### [Aim of the task]
Find the lines below holding the word "cameraman" and copy each of them.

═══ Provided data

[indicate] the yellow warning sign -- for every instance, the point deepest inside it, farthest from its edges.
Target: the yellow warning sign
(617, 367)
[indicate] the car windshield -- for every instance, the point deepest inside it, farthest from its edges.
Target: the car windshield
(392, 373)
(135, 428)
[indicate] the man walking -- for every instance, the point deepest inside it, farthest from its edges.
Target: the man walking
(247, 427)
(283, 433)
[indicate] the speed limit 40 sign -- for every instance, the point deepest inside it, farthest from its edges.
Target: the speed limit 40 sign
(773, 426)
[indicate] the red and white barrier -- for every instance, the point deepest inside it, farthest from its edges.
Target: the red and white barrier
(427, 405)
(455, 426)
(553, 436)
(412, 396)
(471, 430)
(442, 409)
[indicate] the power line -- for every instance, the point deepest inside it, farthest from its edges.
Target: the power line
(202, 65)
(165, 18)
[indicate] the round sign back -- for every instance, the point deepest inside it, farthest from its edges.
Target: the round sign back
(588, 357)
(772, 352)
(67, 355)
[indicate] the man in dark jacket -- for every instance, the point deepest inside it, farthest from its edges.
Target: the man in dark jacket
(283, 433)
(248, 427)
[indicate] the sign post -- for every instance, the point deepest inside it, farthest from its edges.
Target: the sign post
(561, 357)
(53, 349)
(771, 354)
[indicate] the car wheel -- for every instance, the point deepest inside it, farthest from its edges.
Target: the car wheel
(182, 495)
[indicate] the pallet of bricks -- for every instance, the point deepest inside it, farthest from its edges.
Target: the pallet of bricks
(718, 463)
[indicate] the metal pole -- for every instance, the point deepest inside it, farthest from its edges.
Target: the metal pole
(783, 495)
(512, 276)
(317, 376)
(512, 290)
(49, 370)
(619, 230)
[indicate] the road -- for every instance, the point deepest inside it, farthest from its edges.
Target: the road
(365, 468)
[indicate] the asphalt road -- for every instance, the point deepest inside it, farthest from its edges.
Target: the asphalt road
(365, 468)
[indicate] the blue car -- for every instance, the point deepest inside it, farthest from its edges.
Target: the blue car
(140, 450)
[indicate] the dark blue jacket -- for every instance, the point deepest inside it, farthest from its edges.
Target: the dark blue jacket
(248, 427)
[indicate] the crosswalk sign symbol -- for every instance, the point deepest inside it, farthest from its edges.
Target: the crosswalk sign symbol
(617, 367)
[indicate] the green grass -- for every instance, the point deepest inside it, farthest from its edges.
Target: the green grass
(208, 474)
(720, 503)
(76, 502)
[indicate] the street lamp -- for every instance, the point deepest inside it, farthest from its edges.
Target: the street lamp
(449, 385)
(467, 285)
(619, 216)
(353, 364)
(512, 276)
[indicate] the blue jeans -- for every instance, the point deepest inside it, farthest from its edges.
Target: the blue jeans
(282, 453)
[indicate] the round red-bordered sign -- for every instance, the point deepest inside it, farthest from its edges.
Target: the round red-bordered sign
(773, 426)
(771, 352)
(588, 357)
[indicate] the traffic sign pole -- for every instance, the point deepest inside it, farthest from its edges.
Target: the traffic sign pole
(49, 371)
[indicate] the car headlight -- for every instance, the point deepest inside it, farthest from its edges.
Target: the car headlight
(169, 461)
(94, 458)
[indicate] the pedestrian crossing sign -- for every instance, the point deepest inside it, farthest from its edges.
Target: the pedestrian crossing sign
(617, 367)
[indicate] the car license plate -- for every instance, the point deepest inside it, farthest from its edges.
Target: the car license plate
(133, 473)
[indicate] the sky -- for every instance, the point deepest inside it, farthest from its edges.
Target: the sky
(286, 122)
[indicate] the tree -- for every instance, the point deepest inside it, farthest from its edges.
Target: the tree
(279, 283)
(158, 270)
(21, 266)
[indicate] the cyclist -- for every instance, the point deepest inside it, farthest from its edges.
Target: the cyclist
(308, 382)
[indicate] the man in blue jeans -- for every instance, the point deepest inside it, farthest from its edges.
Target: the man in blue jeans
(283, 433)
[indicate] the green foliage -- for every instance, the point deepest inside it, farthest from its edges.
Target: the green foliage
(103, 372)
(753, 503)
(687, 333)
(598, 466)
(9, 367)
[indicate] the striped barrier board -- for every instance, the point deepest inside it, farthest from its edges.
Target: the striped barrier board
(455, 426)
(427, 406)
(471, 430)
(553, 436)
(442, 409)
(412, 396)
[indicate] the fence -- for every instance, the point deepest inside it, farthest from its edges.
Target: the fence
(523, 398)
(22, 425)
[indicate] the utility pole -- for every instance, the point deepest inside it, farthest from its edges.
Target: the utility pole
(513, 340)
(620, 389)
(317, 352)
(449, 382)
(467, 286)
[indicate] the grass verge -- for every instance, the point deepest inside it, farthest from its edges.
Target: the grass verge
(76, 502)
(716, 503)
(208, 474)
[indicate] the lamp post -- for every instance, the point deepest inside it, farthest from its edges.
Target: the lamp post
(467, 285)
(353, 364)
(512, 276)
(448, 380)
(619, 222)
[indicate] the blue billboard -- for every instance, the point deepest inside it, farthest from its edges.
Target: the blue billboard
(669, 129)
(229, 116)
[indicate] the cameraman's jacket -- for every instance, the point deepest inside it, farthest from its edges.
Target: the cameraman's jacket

══════

### [Written response]
[indicate] the cameraman's jacket -- for every instance, the point deepest inside it, farthest from its edges.
Target: the cameraman's jacket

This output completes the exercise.